I saw Woodward give a lecture a few years ago in Oakland, CA. He can be a very funny guy.

October 30, 2007

It's always good to read stories about freelance writers committed to the path.

“What separates successful writers from unsuccessful writers is not quality of writing, but how much rejection you can take...It’s a question of shouldering through.”

That is true. Of course, a freelance writer at 28 is not the same creature as the freelance writer at 40 or 50.

October 29, 2007

Here's a sane and mild homage to the "dead tree newspaper," by Farhad Manjoo

Some points include:

  • Easy to skim.
  • Always run small but significant stories that are a delight to find.

For sheer usability I opt for the Christian Science Monitor. They know how to pack a lot of information in a readable package.

Another point that needs addressing. When I pay for a newspaper subscription or buy one off the rack I value the time I spend with it. Online I often feel like I'm part of a group of gangstas hitting a local mall store.

October 27, 2007

Rather than "branding" writers and journalists should think about their online persona. It's standard practice now to google a person to see who you are dealing with. Writers and editors are apt to get googled by publishers or businesses that want to hire them. So read these tips from U.S. News and World Report to get your image polished online.

**Tasks:**
1. Reproduce a section of the blog excerpt, beginning at the words "That is true." and ending after "local mall store.", and switch "newspaper" to "broadsheet" throughout.
2. According to the blog excerpt, which newspaper does the writer pick for sheer usability?
The rows after the blog excerpt come from a separate source.

**Extracted material:**
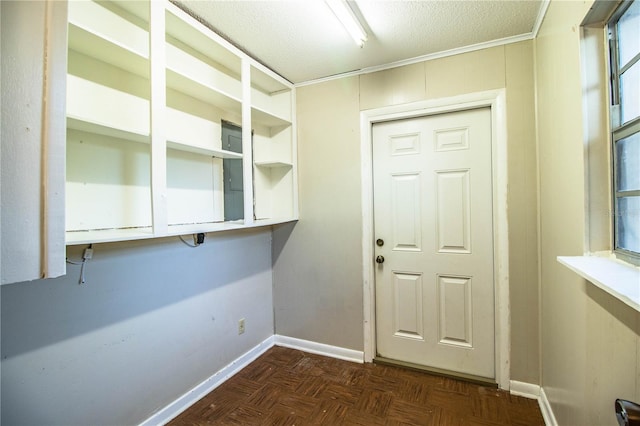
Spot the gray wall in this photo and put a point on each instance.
(153, 320)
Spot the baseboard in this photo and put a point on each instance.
(319, 348)
(171, 411)
(532, 391)
(527, 390)
(547, 411)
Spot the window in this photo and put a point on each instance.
(624, 36)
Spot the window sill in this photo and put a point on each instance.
(619, 279)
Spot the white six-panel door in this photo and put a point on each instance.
(433, 224)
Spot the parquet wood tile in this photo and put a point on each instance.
(292, 388)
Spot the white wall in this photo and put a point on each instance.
(32, 145)
(590, 346)
(318, 283)
(153, 320)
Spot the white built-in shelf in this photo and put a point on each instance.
(205, 227)
(190, 32)
(617, 278)
(267, 118)
(272, 164)
(191, 76)
(90, 127)
(115, 96)
(217, 153)
(107, 235)
(102, 34)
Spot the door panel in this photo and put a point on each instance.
(433, 208)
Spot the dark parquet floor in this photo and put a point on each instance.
(289, 387)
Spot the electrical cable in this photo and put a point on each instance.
(187, 243)
(86, 255)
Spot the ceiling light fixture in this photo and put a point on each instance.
(348, 19)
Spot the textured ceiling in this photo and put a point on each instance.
(302, 41)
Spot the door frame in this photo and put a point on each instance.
(496, 101)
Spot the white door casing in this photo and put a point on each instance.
(495, 100)
(433, 222)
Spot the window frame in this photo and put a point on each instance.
(619, 130)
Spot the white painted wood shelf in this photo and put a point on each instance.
(148, 88)
(617, 278)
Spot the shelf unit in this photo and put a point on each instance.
(148, 88)
(272, 118)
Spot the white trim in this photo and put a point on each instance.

**The answers:**
1.
That is true. Of course, a freelance writer at 28 is not the same creature as the freelance writer at 40 or 50.

October 29, 2007

Here's a sane and mild homage to the "dead tree broadsheet," by Farhad Manjoo

Some points include:

  • Easy to skim.
  • Always run small but significant stories that are a delight to find.

For sheer usability I opt for the Christian Science Monitor. They know how to pack a lot of information in a readable package.

Another point that needs addressing. When I pay for a broadsheet subscription or buy one off the rack I value the time I spend with it. Online I often feel like I'm part of a group of gangstas hitting a local mall store.

2. The Christian Science Monitor.